Texte proposé:
'''
Par la suite, je me suis formée et j’avais un environnement de choix pour développer un guide de bonnes méthodes notamment basées sur les neurosciences d’abord et sur la gestion de projet ensuite (au vu de ma formation et de mon expérience cela me semblait une évidence).
Donner des cours particuliers mais pas n’importe comment
Pour que les résultats soient réellement spectaculaires et puisse ramener un élève en orbite, il faut avant tout dialoguer avec l’école, les enseignants de l’enfant, ses parents, ses éducateurs pour que l’information circule et que tous agissent de concert.
Il faut ensuite être suffisamment formés que pour aider l’enfant à atteindre un niveau d’autonomie tel qu’il volera rapidement de ses ailes après votre départ et ce, dans n’importe quel matière et n’importe quel contexte.
Et cela …c’est loin d’être évident !
- Vous devez d’abord comprendre ce qui ne va pas et parfois …c’est de l’ordre du psychologique, de l’environnement familial, scolaire, d’une perte de motivation par manque de perspectives… des choses que l’enfant ou l’adolescent ne vous dira pas d’emblée mais que vous devez tout de même sentir. Quel étudiant de 17, 18, 19 ans a la sensibilité suffisante et la formation suffisante pour faire face à ce genre de questions.
- Ensuite vous devez ré-insuffler à l’enfant, l’adolescent, motivation, estime de lui, en dépit de ses difficultés, voir de son/ses troubles de l’apprentissage.
'''
Extrait de données:
'''
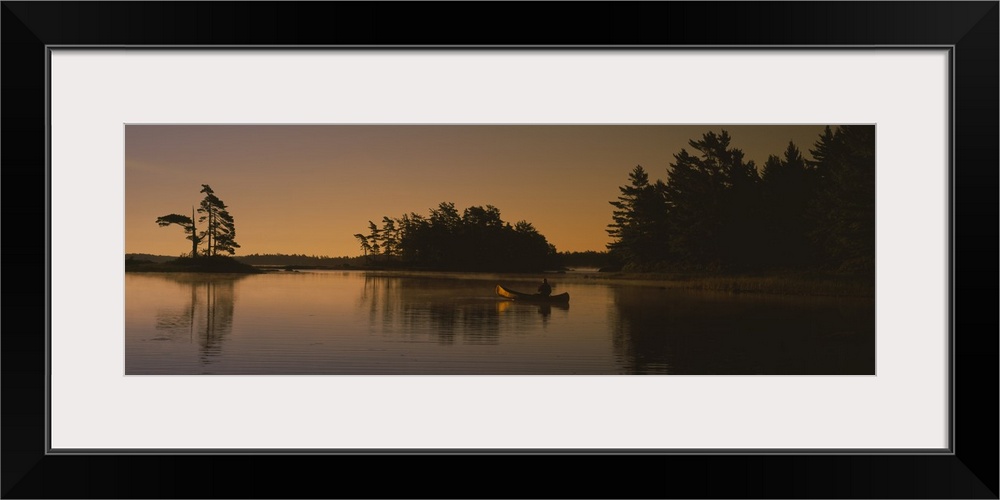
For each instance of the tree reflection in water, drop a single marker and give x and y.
(207, 318)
'''
Consigne:
Reprenez le texte sur les cours particuliers à la suite de sa dernière phrase et prolongez-le dans le même esprit.

Corrigé de l'exercice:
A l’époque je ne savais pas comment réagir face à un enfant qui souffre de TDA/H. Je demandais inlassablement à ce collégien de descendre de son lit pour venir s’assoir à son bureau. Peine perdue et grosse claque pour moi. Il ne s’agissait plus simplement d’expliquer comment fonctionnait une mitochondrie mais bien de prendre l’enfant avec toutes ses spécificités et de l’emmener vers un mieux que ce soit en termes de réussite scolaire mais surtout en termes de bien-être dans ses apprentissages.
- Vous devez pouvoir tenir compte de ses spécificités dans vos aménagements. Pour comprendre quels sont les aménagements raisonnables que vous pouvez mettre en place dans votre pratique selon le trouble de l’apprentissage auquel vous faites face, vous pouvez consulter cet article.
- Il est ensuite nécessaire de mettre en place avec lui des stratégies d’apprentissage qui fonctionnent, voir de lui expliquer comment fonctionne son cerveau pour lui faire adhérer à ces stratégies d’apprentissage. Vous en connaissez beaucoup vous, des coachs scolaires qui font cela ?
- Enfin il faut mettre en pratique ces stratégies dans les matières qui posent problèmes et résoudre les difficultés ponctuelles dans tel ou tel cours.
On ne va pas se mentir, les enfants qui n’ont que des difficultés ponctuelles dans tel ou tel cours ne sont pas ceux pour qui les parents téléphonent à des boites de soutien scolaire …
Je doute vraiment de l’efficacité de ces cours particuliers à domicile.
Dans ce secteur d’activité, l’appât du gain est plus fort que la recherche de sens selon moi.
Les méthodes de travail sont discutables, le professeur particulier, bien souvent non expérimenté, sélectionné » à la va vite, l’accompagnement scolaire n’est pas réfléchi sur le long terme ni en collaboration avec les autres acteurs de la scolarité de l’enfant.
Les parents paient mais les enfants aussi d’une certaine façon. Les organismes de soutien scolaire, eux, encaissent.